→ REQUIREMENT: In the records below, the line with "Target: balcony railing" opens the range and the line with "[locate] white curtain" closes it; print that range exactly and nothing else.

Stored entries
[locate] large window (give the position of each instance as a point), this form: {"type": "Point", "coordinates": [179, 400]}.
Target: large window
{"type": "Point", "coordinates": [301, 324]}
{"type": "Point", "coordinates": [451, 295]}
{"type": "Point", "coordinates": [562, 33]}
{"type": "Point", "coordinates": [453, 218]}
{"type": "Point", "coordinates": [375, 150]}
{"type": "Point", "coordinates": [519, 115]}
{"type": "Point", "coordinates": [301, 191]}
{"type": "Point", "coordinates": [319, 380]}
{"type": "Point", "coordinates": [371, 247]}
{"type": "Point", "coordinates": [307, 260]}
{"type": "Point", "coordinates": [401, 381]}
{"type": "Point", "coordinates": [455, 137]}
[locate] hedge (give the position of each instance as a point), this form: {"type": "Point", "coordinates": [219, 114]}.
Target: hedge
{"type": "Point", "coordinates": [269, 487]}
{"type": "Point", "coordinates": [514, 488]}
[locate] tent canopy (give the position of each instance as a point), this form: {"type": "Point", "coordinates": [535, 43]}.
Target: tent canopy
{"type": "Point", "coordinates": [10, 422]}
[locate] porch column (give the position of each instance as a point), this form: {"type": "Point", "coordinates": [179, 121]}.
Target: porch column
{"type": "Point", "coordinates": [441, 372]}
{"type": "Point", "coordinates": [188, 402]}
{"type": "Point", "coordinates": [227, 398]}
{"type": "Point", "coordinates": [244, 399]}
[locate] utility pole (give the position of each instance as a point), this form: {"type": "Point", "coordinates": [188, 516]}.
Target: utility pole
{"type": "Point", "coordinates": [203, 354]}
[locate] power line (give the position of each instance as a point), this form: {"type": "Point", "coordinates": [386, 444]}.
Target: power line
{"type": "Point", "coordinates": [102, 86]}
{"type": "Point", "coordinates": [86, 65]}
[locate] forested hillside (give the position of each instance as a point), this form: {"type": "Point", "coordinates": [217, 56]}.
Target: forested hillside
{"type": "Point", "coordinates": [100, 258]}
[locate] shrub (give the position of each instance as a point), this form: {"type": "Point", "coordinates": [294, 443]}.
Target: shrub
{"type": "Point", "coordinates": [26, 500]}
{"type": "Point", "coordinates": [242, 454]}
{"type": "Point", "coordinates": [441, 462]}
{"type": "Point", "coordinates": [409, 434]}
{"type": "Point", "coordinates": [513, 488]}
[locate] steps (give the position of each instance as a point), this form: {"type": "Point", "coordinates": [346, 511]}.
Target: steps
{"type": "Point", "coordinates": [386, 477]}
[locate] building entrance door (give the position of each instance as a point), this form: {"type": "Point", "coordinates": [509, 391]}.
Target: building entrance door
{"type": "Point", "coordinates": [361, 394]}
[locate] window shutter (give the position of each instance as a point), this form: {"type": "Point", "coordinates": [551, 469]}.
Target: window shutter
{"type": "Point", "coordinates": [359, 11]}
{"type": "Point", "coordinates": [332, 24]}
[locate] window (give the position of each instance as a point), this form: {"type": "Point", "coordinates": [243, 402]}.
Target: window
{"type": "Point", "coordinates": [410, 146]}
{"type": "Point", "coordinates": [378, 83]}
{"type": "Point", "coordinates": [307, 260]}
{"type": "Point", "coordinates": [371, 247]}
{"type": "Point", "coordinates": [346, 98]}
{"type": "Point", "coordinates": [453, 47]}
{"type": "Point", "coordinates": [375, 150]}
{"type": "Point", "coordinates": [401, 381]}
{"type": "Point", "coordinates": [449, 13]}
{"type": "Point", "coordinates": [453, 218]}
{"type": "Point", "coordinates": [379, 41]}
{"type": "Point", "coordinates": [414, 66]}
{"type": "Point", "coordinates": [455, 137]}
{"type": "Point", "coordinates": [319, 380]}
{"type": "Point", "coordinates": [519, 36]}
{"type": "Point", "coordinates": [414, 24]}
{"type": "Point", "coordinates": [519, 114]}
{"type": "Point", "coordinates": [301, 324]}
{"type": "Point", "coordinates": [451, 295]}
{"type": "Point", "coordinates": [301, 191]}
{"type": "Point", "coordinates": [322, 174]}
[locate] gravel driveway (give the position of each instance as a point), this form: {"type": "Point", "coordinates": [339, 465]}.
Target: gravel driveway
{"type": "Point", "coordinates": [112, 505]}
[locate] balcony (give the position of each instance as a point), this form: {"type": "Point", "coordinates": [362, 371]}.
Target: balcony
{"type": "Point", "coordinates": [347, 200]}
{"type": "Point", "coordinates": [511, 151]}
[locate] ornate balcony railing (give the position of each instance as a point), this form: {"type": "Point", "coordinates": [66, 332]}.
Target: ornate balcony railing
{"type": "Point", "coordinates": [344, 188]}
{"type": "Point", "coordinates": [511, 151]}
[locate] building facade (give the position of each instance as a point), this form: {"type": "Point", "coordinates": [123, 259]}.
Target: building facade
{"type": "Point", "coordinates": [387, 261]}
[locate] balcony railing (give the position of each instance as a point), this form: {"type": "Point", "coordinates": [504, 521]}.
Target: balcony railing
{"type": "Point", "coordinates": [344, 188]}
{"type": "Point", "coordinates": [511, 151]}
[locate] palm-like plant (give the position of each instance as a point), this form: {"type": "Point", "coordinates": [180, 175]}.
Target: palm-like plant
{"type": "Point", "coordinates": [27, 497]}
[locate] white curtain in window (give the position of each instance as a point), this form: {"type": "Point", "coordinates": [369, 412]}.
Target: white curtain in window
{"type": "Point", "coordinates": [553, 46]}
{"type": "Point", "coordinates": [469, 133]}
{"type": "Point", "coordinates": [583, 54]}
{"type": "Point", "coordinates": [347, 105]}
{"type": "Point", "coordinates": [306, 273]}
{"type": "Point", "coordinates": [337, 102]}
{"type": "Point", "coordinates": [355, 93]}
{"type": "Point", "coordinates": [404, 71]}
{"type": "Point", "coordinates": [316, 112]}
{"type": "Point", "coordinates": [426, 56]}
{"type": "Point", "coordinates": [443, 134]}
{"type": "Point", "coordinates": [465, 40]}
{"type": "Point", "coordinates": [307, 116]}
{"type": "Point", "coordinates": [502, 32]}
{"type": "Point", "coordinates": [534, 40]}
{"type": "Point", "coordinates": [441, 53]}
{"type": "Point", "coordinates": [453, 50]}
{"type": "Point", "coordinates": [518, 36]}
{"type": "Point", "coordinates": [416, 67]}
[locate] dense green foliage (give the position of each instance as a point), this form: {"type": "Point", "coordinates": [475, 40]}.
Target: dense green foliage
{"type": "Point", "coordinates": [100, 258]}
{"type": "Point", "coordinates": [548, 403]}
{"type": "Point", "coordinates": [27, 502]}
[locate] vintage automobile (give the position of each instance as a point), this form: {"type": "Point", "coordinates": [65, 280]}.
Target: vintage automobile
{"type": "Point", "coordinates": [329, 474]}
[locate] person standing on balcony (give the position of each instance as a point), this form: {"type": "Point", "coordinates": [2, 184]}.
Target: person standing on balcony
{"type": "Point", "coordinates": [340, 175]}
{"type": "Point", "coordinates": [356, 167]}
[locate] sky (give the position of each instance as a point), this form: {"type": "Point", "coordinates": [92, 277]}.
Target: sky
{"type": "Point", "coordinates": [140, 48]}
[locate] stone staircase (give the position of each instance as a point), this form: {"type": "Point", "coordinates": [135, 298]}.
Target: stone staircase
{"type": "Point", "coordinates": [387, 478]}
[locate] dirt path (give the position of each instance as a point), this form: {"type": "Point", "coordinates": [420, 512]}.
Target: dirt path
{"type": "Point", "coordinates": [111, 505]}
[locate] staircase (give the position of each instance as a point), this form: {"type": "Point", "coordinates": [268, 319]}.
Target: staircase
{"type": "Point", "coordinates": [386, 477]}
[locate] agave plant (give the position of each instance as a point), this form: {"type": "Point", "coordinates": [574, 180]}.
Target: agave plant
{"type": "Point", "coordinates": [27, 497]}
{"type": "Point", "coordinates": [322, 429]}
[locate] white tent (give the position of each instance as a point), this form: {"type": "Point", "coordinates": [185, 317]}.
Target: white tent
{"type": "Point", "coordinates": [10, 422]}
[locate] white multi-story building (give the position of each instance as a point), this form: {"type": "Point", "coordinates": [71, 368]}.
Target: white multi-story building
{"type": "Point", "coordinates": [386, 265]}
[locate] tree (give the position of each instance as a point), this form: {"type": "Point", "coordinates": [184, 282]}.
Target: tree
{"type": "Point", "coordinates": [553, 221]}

...

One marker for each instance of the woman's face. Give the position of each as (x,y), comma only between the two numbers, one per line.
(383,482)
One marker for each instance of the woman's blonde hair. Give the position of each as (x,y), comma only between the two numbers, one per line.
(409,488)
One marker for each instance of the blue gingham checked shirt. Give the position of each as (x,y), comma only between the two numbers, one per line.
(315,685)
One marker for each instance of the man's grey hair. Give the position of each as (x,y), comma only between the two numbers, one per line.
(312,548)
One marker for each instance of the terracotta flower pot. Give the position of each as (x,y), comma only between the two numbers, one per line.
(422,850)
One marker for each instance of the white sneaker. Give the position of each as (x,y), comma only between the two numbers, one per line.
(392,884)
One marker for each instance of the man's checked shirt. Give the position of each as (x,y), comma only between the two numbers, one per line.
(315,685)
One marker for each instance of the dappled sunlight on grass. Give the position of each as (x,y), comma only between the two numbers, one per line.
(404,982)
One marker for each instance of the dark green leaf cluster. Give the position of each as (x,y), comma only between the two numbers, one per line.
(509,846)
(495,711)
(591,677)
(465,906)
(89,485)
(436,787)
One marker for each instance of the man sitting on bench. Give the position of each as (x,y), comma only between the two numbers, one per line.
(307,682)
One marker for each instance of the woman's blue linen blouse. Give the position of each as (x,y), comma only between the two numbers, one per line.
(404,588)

--

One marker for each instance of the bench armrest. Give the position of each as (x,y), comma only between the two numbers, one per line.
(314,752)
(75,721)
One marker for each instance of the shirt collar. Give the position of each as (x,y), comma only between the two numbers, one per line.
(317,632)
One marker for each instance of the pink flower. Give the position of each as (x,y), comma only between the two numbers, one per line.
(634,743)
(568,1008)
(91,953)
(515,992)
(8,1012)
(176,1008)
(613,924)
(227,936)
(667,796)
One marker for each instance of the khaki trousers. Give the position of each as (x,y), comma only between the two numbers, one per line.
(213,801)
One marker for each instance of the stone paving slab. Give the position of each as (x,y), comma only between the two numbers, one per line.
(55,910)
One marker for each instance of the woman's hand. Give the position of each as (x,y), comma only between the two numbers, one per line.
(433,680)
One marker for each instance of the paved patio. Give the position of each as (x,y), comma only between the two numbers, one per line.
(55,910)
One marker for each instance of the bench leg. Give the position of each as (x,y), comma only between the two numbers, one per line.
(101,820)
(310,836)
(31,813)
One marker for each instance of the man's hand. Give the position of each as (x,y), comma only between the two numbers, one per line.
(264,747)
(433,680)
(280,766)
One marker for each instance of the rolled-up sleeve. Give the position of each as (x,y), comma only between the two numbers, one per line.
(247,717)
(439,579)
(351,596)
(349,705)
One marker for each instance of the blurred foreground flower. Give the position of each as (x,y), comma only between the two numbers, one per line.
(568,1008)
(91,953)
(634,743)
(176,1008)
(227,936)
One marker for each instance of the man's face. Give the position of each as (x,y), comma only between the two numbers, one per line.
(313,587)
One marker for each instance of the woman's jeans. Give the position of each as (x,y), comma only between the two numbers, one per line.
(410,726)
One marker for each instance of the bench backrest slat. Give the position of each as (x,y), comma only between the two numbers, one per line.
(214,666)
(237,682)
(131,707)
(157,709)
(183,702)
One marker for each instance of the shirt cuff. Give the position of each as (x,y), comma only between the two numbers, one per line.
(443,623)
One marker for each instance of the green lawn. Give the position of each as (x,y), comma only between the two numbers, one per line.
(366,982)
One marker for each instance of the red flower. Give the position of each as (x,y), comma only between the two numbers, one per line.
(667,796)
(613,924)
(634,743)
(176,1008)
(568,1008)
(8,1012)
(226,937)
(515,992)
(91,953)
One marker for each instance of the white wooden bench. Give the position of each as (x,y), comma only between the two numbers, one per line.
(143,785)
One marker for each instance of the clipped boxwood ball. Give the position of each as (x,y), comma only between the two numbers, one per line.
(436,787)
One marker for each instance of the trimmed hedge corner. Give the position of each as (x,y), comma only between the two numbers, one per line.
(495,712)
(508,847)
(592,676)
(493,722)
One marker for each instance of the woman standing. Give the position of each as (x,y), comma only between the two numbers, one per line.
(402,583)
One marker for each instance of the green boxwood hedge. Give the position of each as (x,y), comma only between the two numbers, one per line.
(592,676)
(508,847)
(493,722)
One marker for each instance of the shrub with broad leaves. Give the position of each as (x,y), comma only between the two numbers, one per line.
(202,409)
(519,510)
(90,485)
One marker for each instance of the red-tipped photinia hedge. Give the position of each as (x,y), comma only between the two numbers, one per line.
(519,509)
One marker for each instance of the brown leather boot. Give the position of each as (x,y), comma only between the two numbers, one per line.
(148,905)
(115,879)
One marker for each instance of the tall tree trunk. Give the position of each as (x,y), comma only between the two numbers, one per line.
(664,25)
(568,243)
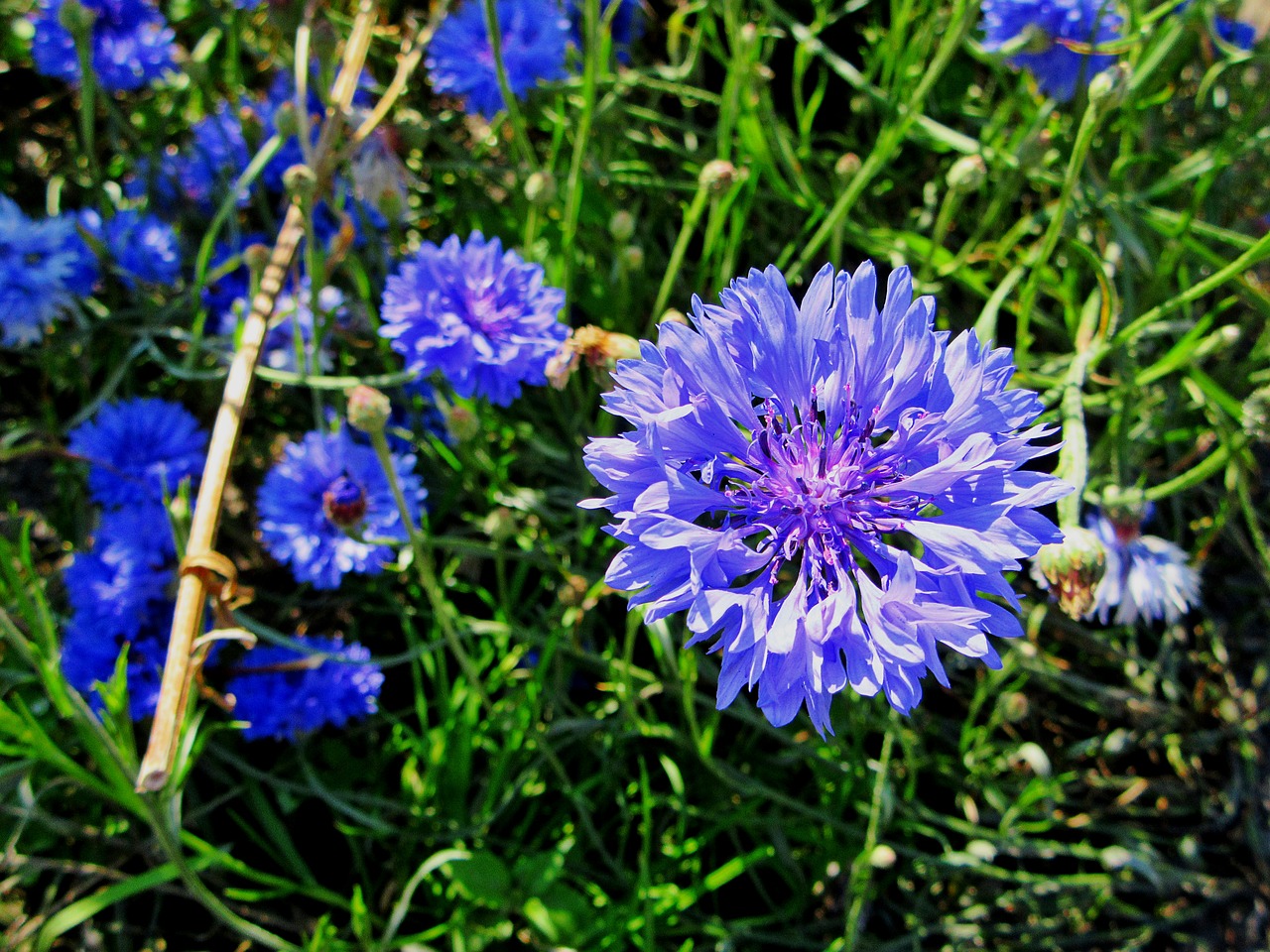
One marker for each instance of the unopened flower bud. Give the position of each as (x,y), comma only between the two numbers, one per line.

→ RESULT OF THE TASK:
Target: balcony railing
{"type": "Point", "coordinates": [344, 188]}
{"type": "Point", "coordinates": [511, 151]}
[locate] palm-like plant (give the position of each instance as a point), this form: {"type": "Point", "coordinates": [180, 175]}.
Target: palm-like plant
{"type": "Point", "coordinates": [27, 497]}
[locate] white curtain in window (give the position of each instance as a point), this form: {"type": "Point", "coordinates": [369, 412]}.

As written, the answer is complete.